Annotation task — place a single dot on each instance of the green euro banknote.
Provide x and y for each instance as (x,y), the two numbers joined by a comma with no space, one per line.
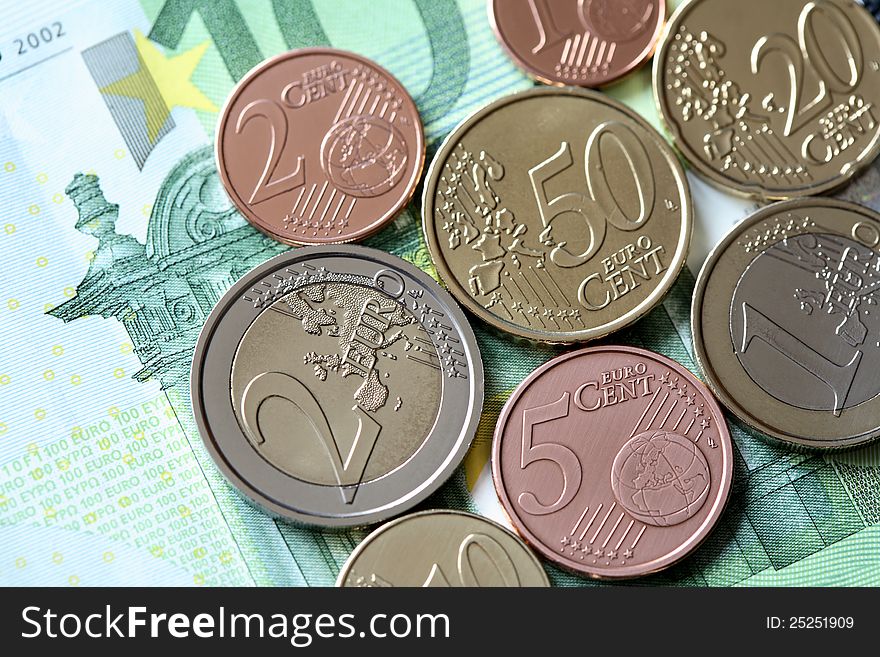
(107,281)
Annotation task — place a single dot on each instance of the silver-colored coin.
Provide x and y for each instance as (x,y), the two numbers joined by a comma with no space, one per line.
(442,548)
(785,322)
(337,386)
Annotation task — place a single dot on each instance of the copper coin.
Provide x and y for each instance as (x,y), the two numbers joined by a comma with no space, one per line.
(784,324)
(584,42)
(613,462)
(782,104)
(320,146)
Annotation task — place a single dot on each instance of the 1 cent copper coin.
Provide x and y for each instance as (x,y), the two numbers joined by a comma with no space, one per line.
(613,462)
(319,146)
(780,105)
(584,42)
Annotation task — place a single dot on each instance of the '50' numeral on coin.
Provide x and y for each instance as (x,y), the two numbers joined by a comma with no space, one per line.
(266,186)
(467,576)
(560,455)
(602,206)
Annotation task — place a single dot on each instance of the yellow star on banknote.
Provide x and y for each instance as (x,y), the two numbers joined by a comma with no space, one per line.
(170,75)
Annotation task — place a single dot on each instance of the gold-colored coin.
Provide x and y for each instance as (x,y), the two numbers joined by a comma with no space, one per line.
(558,215)
(784,326)
(442,548)
(772,99)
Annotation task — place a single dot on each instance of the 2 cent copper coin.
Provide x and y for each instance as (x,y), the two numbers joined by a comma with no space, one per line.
(589,43)
(780,105)
(320,146)
(613,462)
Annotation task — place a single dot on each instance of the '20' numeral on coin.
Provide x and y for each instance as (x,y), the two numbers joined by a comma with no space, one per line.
(349,470)
(806,52)
(601,207)
(501,562)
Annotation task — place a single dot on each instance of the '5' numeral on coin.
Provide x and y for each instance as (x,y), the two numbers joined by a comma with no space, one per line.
(565,459)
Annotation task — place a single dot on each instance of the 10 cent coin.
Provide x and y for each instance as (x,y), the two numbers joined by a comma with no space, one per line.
(558,215)
(319,146)
(336,386)
(442,548)
(786,323)
(781,105)
(613,462)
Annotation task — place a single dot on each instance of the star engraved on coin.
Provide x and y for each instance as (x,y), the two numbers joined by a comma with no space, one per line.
(781,107)
(584,42)
(564,244)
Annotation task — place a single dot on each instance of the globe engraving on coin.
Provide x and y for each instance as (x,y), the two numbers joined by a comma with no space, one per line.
(584,42)
(776,107)
(795,292)
(660,478)
(613,462)
(336,386)
(439,549)
(557,215)
(319,146)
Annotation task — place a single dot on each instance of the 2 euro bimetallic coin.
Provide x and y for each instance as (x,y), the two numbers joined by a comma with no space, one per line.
(558,215)
(589,43)
(442,548)
(772,99)
(612,462)
(319,146)
(336,386)
(786,324)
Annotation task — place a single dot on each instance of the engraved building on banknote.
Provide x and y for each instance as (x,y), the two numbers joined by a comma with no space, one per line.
(197,247)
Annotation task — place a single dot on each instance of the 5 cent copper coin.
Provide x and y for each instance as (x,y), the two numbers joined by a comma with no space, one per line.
(786,323)
(337,385)
(557,214)
(319,146)
(772,99)
(442,548)
(613,462)
(584,42)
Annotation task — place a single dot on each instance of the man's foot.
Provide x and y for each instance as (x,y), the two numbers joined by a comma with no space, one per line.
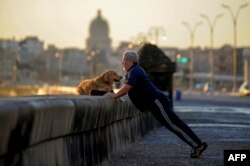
(197,151)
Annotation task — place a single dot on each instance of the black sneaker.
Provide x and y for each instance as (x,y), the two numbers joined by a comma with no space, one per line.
(197,151)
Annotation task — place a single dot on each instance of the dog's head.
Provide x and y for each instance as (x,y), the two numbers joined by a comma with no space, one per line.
(111,76)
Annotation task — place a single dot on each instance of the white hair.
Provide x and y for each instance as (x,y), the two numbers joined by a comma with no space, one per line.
(131,55)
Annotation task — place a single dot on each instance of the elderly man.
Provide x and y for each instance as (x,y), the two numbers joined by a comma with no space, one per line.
(145,96)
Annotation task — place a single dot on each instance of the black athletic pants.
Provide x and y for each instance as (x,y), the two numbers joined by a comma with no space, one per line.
(163,111)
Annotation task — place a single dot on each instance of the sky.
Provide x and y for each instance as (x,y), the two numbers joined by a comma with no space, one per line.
(65,23)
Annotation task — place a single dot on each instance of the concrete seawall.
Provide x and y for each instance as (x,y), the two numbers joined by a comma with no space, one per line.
(67,130)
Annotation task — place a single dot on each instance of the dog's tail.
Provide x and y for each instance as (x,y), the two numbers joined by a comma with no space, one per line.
(80,91)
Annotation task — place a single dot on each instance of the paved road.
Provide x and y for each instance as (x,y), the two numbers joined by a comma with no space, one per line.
(223,123)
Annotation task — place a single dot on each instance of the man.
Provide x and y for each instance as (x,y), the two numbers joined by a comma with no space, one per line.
(145,96)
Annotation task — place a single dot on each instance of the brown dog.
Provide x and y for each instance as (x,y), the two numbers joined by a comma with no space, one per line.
(103,82)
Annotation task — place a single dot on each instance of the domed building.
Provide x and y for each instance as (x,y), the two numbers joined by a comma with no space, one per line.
(98,45)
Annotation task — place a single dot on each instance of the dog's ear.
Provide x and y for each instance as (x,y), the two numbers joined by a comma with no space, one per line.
(106,76)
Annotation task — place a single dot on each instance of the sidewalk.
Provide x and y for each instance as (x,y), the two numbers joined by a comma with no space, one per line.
(160,147)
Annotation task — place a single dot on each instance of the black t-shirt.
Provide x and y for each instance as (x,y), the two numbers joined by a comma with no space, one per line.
(143,91)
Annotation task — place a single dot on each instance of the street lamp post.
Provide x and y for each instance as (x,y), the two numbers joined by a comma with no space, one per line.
(234,18)
(211,29)
(191,57)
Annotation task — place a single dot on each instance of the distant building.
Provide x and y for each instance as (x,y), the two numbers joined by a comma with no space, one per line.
(98,44)
(9,51)
(31,60)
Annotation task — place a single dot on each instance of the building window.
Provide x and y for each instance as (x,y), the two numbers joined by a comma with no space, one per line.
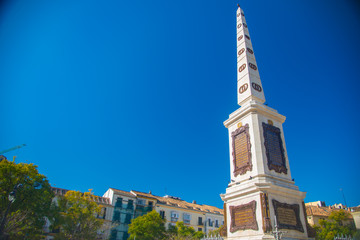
(187,218)
(118,202)
(162,214)
(116,216)
(128,219)
(210,222)
(113,234)
(125,236)
(141,202)
(174,216)
(130,204)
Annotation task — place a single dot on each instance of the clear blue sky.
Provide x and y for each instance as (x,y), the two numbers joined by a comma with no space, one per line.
(133,94)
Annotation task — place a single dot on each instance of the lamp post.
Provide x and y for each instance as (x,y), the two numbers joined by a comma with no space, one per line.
(12,198)
(277,234)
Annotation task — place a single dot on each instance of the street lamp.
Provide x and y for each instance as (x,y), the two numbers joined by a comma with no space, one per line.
(12,198)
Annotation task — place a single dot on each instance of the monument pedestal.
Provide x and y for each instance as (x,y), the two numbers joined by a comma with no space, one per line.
(261,188)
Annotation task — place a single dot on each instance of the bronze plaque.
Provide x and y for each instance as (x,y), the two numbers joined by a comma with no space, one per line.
(243,88)
(243,217)
(242,67)
(256,86)
(274,148)
(253,66)
(288,215)
(241,150)
(241,51)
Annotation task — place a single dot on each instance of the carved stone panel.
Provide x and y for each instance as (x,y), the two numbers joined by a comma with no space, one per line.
(241,150)
(243,217)
(288,215)
(265,212)
(274,149)
(223,229)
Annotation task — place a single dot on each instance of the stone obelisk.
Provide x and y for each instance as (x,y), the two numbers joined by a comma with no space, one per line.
(261,187)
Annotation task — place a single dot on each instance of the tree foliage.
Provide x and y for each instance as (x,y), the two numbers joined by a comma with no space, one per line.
(147,227)
(183,232)
(328,229)
(78,216)
(25,199)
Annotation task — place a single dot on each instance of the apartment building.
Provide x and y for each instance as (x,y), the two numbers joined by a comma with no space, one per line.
(129,205)
(106,215)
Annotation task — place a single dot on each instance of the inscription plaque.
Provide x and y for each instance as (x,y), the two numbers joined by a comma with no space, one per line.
(265,212)
(243,217)
(256,86)
(242,67)
(288,215)
(241,150)
(253,66)
(241,51)
(274,148)
(243,88)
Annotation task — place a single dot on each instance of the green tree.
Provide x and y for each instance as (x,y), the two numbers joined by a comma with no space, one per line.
(147,227)
(25,200)
(328,229)
(183,232)
(77,217)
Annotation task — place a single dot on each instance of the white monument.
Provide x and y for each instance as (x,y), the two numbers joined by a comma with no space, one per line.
(261,187)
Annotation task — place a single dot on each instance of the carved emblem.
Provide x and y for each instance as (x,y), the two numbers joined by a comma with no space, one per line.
(253,66)
(241,150)
(243,217)
(243,88)
(256,86)
(242,67)
(241,51)
(288,215)
(274,148)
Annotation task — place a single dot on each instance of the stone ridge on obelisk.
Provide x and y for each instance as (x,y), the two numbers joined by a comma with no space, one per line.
(261,187)
(249,83)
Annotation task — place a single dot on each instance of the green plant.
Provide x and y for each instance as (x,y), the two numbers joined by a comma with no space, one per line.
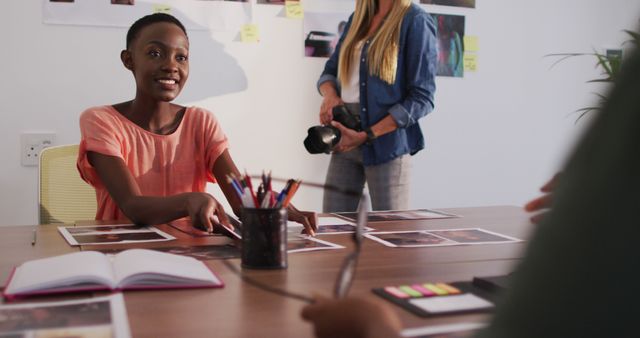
(610,65)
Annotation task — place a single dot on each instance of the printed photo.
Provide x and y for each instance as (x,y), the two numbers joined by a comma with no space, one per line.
(60,316)
(204,253)
(443,237)
(112,234)
(467,236)
(322,32)
(306,243)
(105,228)
(398,215)
(450,44)
(454,3)
(410,239)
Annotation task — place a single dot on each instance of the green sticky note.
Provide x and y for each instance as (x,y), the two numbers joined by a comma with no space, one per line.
(471,43)
(250,33)
(293,9)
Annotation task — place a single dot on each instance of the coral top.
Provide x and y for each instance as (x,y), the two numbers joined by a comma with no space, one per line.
(162,165)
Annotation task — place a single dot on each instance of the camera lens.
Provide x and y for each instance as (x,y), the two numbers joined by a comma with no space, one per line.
(321,139)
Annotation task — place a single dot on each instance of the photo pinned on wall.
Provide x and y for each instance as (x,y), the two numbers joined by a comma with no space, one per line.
(450,44)
(322,32)
(453,3)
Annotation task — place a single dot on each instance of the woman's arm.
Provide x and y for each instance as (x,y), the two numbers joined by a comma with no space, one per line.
(140,209)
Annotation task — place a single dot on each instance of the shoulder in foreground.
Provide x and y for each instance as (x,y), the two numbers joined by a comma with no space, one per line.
(97,112)
(195,112)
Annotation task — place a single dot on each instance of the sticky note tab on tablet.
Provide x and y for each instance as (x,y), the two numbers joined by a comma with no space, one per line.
(408,290)
(464,302)
(249,33)
(395,292)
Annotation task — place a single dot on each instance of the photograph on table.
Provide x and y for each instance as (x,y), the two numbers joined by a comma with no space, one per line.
(114,234)
(455,330)
(328,225)
(473,236)
(450,44)
(398,215)
(94,317)
(453,3)
(303,243)
(105,228)
(322,32)
(446,237)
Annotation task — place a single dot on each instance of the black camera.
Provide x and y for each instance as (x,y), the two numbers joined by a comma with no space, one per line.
(322,139)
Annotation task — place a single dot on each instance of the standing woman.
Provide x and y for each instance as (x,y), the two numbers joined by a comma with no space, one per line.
(383,70)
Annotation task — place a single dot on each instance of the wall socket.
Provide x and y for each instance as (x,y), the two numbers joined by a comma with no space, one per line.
(31,144)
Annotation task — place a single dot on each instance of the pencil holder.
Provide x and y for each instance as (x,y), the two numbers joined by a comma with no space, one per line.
(264,238)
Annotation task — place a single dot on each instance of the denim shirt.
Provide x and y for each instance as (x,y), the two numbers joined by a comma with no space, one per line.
(407,100)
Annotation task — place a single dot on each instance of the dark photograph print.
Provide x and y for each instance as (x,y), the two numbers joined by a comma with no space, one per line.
(467,236)
(454,3)
(450,44)
(414,238)
(397,215)
(56,316)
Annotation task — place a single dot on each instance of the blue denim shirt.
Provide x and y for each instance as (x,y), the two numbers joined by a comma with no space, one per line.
(407,100)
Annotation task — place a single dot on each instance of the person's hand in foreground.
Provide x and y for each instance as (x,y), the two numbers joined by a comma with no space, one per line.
(307,218)
(352,318)
(542,204)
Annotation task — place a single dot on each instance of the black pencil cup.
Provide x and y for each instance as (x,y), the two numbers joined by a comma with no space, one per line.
(264,238)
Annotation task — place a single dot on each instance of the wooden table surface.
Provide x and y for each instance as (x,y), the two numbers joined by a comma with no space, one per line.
(243,310)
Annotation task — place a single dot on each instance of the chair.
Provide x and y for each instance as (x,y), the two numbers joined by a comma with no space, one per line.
(63,197)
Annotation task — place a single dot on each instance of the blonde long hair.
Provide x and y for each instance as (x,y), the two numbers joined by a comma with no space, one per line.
(383,49)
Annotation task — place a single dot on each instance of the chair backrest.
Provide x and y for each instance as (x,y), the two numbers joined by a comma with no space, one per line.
(63,196)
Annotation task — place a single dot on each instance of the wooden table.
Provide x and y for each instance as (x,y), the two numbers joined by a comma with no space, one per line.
(242,310)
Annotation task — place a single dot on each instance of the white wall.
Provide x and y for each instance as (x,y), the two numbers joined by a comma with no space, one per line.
(494,137)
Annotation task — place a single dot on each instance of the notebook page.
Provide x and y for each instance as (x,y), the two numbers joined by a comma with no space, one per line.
(63,271)
(132,267)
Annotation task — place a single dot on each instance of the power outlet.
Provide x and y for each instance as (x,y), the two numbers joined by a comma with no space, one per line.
(31,144)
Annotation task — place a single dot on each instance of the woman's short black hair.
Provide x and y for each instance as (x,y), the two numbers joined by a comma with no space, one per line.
(151,19)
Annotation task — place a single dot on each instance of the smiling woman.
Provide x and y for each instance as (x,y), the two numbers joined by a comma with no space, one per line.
(150,159)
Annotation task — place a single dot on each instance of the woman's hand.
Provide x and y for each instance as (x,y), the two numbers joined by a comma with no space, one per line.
(330,100)
(349,139)
(542,204)
(201,208)
(352,317)
(307,218)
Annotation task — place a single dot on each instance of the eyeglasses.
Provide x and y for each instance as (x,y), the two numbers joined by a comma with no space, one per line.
(348,268)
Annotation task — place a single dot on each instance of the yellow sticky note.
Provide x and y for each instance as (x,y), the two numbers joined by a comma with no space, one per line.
(293,9)
(470,62)
(471,43)
(249,33)
(161,8)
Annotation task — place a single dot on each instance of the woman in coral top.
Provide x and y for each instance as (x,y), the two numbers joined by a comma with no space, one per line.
(150,159)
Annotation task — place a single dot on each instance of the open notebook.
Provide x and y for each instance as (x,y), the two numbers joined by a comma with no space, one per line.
(91,270)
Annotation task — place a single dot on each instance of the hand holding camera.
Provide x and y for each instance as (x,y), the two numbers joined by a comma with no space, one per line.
(325,139)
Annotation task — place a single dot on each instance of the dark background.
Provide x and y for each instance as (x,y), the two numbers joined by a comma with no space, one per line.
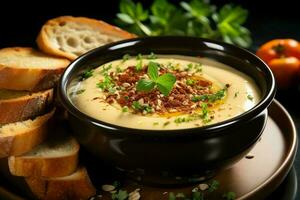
(20,22)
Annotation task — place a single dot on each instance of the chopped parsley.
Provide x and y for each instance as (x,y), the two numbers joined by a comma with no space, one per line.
(125,58)
(105,69)
(236,94)
(136,105)
(139,57)
(125,109)
(205,116)
(198,67)
(87,74)
(190,82)
(189,67)
(166,123)
(151,56)
(77,92)
(106,84)
(139,65)
(118,69)
(211,98)
(164,83)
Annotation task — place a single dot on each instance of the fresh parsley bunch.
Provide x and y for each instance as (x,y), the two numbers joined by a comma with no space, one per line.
(195,18)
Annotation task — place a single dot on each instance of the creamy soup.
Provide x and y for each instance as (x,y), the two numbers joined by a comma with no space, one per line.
(163,92)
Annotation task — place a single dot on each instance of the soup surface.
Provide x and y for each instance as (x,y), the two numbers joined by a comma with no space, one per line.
(163,92)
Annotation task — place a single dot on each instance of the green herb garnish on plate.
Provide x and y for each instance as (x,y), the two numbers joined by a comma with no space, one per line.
(164,83)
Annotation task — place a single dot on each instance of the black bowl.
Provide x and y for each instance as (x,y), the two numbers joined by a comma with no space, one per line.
(187,154)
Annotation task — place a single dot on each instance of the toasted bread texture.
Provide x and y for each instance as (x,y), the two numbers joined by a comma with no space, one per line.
(56,157)
(20,137)
(70,37)
(21,105)
(23,68)
(75,186)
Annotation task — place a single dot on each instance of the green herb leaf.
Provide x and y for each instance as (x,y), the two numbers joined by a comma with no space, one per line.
(190,82)
(125,109)
(210,97)
(152,56)
(87,74)
(125,58)
(165,83)
(120,195)
(125,18)
(229,22)
(105,69)
(197,18)
(136,105)
(106,84)
(229,196)
(139,65)
(236,94)
(145,85)
(153,70)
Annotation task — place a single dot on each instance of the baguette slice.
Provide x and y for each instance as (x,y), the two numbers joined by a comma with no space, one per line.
(21,137)
(70,37)
(56,157)
(21,105)
(23,68)
(75,186)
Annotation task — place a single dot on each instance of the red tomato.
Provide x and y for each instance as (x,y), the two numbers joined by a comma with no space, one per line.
(283,57)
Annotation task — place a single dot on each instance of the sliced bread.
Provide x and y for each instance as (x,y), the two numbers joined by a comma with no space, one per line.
(21,105)
(75,186)
(71,37)
(20,137)
(23,68)
(56,157)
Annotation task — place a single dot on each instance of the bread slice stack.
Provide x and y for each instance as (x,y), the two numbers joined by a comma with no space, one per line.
(51,170)
(70,37)
(45,159)
(26,80)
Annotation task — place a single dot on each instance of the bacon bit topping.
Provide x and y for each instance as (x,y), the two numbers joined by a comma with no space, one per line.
(188,93)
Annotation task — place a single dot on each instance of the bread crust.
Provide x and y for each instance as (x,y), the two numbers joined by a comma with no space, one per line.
(25,107)
(79,187)
(45,44)
(42,166)
(23,141)
(16,77)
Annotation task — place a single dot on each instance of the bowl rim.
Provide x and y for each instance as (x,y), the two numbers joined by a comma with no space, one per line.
(207,129)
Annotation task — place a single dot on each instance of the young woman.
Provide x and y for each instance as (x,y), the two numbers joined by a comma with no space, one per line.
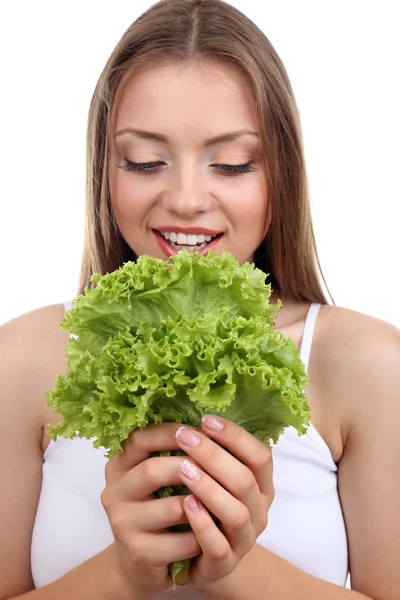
(194,141)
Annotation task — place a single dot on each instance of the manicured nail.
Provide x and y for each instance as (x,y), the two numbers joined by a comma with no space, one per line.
(212,423)
(187,437)
(192,503)
(189,470)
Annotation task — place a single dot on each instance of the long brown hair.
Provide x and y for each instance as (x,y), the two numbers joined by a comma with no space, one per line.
(196,30)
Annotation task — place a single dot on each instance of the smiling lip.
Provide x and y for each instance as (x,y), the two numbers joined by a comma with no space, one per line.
(187,230)
(170,250)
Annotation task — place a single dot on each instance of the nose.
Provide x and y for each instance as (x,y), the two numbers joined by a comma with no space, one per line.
(186,194)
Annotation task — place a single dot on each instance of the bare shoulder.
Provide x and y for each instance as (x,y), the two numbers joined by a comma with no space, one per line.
(32,349)
(356,364)
(359,361)
(353,342)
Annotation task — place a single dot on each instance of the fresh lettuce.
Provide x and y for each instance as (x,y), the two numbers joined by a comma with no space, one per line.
(159,341)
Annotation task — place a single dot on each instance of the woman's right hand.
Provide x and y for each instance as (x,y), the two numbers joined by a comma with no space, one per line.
(140,521)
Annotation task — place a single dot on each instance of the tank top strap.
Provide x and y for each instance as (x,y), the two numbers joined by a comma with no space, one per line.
(68,305)
(308,333)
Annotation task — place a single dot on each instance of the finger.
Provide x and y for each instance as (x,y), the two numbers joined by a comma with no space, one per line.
(158,514)
(162,548)
(141,482)
(140,445)
(234,516)
(230,473)
(247,448)
(216,551)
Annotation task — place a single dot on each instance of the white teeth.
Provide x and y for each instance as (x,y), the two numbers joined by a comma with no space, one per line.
(187,241)
(181,239)
(192,240)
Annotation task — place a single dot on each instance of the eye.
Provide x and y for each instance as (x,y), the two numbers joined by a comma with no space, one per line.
(149,168)
(235,169)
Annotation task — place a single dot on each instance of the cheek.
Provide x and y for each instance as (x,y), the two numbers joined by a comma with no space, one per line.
(249,201)
(128,199)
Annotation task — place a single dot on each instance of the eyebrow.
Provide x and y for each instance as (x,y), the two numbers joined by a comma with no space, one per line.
(225,137)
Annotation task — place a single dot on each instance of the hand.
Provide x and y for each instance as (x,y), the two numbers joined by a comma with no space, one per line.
(237,492)
(140,521)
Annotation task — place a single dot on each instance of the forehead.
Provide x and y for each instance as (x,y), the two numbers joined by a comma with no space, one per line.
(211,94)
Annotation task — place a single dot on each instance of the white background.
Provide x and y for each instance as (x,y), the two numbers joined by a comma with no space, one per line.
(343,58)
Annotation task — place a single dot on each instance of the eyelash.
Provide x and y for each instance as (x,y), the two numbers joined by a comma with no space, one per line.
(150,168)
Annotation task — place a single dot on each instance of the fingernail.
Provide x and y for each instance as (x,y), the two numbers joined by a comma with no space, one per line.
(212,423)
(192,503)
(189,470)
(187,437)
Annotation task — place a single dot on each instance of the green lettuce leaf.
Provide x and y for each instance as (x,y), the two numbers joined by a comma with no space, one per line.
(160,341)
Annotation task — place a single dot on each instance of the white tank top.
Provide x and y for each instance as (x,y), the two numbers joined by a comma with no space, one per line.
(305,523)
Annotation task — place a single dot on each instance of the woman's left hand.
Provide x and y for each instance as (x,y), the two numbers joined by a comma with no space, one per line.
(233,486)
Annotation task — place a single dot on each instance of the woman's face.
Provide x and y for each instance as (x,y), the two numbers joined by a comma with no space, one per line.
(186,165)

· · · ·

WHAT THE EXERCISE ASKS
Please transcribe exactly the lines from the start of the records through the line containing "the silver-colored coin.", leaving the pictures out.

ANSWER TO THIS PROBLEM
Annotation task — place a single dot on each instance of the green euro banknote.
Provide x and y for each instance as (x,y), the two numbers joined by a comma with no space, one per line.
(107,281)
Annotation task — place a single dot on each instance of the silver-colored coin.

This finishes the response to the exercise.